Coordinate annotation records:
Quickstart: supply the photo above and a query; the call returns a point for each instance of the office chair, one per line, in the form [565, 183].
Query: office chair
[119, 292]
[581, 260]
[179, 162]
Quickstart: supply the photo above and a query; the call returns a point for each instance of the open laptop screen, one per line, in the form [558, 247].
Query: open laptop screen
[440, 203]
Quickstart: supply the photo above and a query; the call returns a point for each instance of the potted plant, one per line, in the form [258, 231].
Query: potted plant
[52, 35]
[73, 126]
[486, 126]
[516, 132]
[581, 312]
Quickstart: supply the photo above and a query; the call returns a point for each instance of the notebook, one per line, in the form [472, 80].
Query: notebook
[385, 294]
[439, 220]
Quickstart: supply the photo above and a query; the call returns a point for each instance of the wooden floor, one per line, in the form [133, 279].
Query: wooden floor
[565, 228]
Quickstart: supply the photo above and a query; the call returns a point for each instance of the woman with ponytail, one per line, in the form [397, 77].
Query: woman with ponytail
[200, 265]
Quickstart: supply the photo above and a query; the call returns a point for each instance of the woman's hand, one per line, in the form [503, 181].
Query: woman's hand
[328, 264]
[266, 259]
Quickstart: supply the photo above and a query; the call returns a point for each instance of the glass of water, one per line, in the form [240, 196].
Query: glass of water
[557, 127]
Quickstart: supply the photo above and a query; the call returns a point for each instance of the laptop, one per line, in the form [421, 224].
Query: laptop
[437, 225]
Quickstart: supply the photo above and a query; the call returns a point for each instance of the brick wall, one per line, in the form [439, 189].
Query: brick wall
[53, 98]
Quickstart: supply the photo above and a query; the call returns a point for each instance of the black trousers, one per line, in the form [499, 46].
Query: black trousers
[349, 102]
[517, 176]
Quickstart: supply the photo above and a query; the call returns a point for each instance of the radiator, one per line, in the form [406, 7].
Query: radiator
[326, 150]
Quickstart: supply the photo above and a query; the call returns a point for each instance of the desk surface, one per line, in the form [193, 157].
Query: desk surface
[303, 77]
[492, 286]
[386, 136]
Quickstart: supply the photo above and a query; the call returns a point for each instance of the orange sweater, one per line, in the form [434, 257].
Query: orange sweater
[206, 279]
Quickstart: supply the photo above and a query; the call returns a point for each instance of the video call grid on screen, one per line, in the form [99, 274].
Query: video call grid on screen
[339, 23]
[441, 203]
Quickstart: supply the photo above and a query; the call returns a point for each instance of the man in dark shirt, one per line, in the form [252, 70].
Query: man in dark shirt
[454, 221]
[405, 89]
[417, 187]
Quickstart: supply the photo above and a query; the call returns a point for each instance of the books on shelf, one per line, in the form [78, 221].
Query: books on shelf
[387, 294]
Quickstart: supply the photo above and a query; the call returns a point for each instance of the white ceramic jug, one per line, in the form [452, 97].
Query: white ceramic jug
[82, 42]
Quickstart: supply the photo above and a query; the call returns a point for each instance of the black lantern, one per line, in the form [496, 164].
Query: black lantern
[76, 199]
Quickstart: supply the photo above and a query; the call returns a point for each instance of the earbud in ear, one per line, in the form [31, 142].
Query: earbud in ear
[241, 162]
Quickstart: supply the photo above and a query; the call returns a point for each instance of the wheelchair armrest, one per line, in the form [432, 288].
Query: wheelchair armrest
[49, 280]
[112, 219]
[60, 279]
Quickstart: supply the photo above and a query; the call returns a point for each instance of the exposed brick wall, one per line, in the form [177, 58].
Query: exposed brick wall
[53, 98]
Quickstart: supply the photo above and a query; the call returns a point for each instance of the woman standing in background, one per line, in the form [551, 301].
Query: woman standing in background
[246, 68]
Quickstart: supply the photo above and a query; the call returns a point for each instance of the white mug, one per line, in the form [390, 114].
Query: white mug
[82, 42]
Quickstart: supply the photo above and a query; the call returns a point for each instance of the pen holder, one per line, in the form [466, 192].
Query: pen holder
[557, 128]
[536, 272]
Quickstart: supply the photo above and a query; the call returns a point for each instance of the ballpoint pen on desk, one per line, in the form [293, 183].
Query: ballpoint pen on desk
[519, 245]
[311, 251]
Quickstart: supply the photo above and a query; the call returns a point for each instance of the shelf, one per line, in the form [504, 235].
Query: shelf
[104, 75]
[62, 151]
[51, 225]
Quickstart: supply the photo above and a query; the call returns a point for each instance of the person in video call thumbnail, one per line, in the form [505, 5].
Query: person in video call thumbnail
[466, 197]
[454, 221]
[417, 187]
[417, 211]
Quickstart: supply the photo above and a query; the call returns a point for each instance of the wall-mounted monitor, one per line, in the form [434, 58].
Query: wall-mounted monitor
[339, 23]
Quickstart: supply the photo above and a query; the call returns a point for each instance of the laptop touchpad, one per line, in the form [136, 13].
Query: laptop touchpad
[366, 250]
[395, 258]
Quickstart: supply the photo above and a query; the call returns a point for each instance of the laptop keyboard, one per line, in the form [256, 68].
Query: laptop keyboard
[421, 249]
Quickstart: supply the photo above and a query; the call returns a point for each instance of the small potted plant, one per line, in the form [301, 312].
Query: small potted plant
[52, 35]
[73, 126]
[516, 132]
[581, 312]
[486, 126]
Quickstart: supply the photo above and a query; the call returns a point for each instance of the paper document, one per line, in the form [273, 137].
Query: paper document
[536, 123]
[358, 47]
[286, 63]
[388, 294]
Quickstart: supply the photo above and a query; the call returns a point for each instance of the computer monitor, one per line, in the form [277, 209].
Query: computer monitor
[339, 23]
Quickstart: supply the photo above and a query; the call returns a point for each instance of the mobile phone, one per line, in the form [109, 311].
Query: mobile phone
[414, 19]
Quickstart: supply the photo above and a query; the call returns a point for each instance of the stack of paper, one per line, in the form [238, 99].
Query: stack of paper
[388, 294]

What is needed.
Write out all of the material above verbatim, keeping every line in its original order.

Solution for this task.
Quickstart: supply the photo above and a query; the call returns a point for each instance of the office chair, one per line, in the form [565, 183].
Query: office chair
[119, 292]
[581, 260]
[179, 162]
Quickstart: supply the photo above and a query; the call returns a point for each instance of the open laptop screen, one per line, in the form [558, 247].
Query: open laptop screen
[440, 203]
Quickstart: supply the photo above and a query; the call returns a point for each instance of the potted plant, one per line, in the form [258, 231].
Query: potted plant
[52, 35]
[73, 126]
[486, 126]
[516, 132]
[581, 312]
Quickstart: supply the photo above and a query; the call returns a point for each instance of the notebook, one per line, in the form [472, 80].
Query: notebook
[385, 294]
[439, 220]
Quickstart: supply the photo above and a query; the call returns a point for each instance of the wooden floor, one per line, in the form [133, 279].
Query: wooden floor
[565, 228]
Quickstart: supply the photo above and a query; the call returns a point for each instance of the woman with ponytail, one per line, in the form [397, 77].
Query: woman with ponytail
[200, 265]
Quickstart: supply the photo above and a query; the call returns a point for each instance of the woman's hand, one per line, in the form [503, 181].
Query: woman's hand
[328, 264]
[266, 259]
Quickstart: supply the photo above and a query; the call returns a point for each instance of the glass of water, one per line, in the form [240, 196].
Query: glass of water
[557, 127]
Quickstart: supply the photo above and a query; the call returns a point for each instance of the laptop, one per line, in the form [421, 224].
Query: laptop
[437, 225]
Quickstart: supply the photo above and a query; the call returns a point for each instance of the brick wall, one per line, in the form [439, 189].
Query: brick wall
[53, 98]
Quickstart: supply the photo above and a query; the call returns a point for each instance of the black trousers, one per line, in the form [499, 46].
Query: black trousers
[349, 102]
[517, 176]
Quickstart: supply the photo above and a query; the call returns a point for each instance of the radiator, one per line, in the form [406, 7].
Query: radiator
[326, 150]
Quickstart: supply the photo above and a query; the call returns a point for each instance of the desk surface, one per line, in the form [193, 157].
Query: desk surface
[303, 77]
[492, 286]
[386, 136]
Quickstart: supply the photo above and a query; the call returns a point for each instance of the orange sweater, one per line, in the form [434, 257].
Query: orange sweater
[206, 279]
Quickstart: supply the photo above and a query; the call returns a point for each instance of the video call grid on screen, one per line, in the form [99, 274].
Query: video call grid on screen
[339, 23]
[441, 203]
Quickstart: supply the photo above and a query; the call returns a point for each instance of the man in dark shirt, one per line, in the form [252, 70].
Query: man in dark shirt
[454, 221]
[405, 89]
[417, 187]
Quickstart: supply the photo above and a query; the call returns a point for each instance of the books on shelf, one per line, in the form [78, 221].
Query: books on shelf
[387, 294]
Quickstart: supply the photo above and a query; the call returns a point for each instance of the white ceramic jug, one per line, in the form [452, 97].
Query: white ceramic jug
[82, 42]
Quickstart: supply the photo above and a query; the call returns a point for each instance of the black lantern, one per line, in the form [496, 164].
Query: black lantern
[76, 199]
Quickstart: supply the photo above and a query; the call returns a point for each instance of the earbud in ear, one per line, in the form [31, 142].
Query: earbud in ear
[241, 162]
Quickstart: supply the photo above and a query; the call returns a point for each instance of the wheelchair armrest, one per line, in the form [432, 288].
Query: wheelchair armrest
[49, 280]
[112, 219]
[60, 279]
Quickstart: supply the photo above and a query; the call returns a point for each instance of the exposed brick wall, one per line, in the form [177, 58].
Query: exposed brick wall
[53, 98]
Quickstart: supply the photo above and a query; the call returns a point for each instance of the woman standing in background, one per line, in the form [551, 301].
Query: woman standing in background
[246, 68]
Quickstart: supply the photo above and a query; the call returns a point for each instance of the white mug, one per line, in the form [390, 114].
Query: white mug
[82, 42]
Quickstart: supply the photo above and a query; the call returns a point for each instance of the pen holder, one per line, in the form [466, 192].
Query: pen holder
[557, 128]
[536, 272]
Quickstart: supply the photo above and a query; the call returns a point for each instance of the ballpoint pen on desk, one per line, in the form [293, 183].
Query: ballpoint pen on desk
[519, 245]
[311, 251]
Quickstart: supply the photo above and a query; the call returns a point for each instance of the shelf, one per line, in the form [504, 235].
Query: shelf
[104, 75]
[62, 151]
[51, 225]
Quickstart: supply the photo above and a query; the call returns a point for each instance of the person in video call thumbnail, one per line, in the form [505, 5].
Query: person in video call thumbnail
[466, 197]
[454, 221]
[417, 187]
[417, 211]
Quickstart: supply the photo above and a query; the call returns a point for each instance of the wall-mounted monitor, one per line, in the form [434, 58].
Query: wall-mounted monitor
[339, 23]
Quickstart: supply the photo above and a query; the call returns a point for each instance of the laptop touchpad, one per line, in the form [136, 13].
Query: laptop touchpad
[366, 250]
[395, 258]
Quickstart: supply the photo above and a query; the call returns a point for each instance of the laptop keyboard, one per line, in the form [256, 68].
Query: laptop keyboard
[421, 249]
Quickstart: supply the photo above and a query; the call returns a point for each instance of the small potted plant, one per line, in the form [301, 312].
Query: small potted plant
[52, 35]
[73, 126]
[516, 132]
[581, 312]
[486, 126]
Quickstart: supply the photo above and a query; the call returns a point for each instance of the paper document, one per line, in the form [273, 137].
Query: paper document
[536, 123]
[358, 47]
[286, 63]
[388, 294]
Quickstart: supply the photo above and a query; the call returns a point for each instance of the computer monitor, one per line, in the form [277, 209].
Query: computer monitor
[339, 23]
Quickstart: supply the photo above and a query; the call returns a point for each instance of the mobile phone, one per line, in the form [109, 311].
Query: mobile phone
[414, 19]
Quickstart: supply the photo above and a query; the call returns a point for each instance of the stack of paper, one per line, in the form [238, 99].
Query: stack of paper
[388, 294]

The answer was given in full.